**Exercise task**: Pick out each line in the records below that contains the word "cloud", and copy those lines.

**Data**:
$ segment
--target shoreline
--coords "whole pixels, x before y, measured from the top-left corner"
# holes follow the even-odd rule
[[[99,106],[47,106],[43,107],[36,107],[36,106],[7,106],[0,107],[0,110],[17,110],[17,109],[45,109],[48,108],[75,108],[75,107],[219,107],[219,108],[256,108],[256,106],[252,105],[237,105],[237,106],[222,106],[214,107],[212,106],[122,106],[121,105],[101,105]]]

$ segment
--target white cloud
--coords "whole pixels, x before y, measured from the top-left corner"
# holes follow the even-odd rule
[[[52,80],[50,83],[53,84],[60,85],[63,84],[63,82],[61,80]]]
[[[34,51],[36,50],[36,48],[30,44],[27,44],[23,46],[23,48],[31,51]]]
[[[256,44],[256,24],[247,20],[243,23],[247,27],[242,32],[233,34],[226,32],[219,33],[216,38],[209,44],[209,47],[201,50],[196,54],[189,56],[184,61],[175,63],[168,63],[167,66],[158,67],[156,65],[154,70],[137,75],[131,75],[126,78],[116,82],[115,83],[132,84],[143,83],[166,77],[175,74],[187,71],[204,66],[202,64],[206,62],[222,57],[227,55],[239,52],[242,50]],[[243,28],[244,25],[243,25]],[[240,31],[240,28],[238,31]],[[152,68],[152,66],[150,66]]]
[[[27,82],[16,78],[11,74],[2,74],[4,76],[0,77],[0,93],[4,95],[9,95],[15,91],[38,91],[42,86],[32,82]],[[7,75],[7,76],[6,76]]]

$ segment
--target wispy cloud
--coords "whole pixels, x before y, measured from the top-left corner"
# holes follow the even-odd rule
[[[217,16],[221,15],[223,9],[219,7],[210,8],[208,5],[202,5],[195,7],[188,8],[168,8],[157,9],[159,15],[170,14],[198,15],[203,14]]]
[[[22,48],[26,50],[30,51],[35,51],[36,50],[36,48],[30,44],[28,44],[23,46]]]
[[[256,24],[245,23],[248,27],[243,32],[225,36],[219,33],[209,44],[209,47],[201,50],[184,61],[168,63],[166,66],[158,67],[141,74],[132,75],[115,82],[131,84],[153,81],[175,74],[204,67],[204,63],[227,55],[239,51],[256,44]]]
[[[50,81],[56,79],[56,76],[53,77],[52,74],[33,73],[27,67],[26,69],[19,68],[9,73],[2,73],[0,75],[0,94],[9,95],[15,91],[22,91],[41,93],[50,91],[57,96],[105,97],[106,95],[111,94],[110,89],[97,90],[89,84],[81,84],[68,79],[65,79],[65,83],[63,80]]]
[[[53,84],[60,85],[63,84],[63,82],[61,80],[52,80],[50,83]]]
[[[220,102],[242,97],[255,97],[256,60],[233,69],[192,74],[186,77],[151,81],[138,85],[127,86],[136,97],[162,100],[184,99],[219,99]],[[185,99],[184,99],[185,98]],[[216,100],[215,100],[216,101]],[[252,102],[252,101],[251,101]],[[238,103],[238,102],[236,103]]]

**Answer to this task**:
--target white cloud
--target wispy cloud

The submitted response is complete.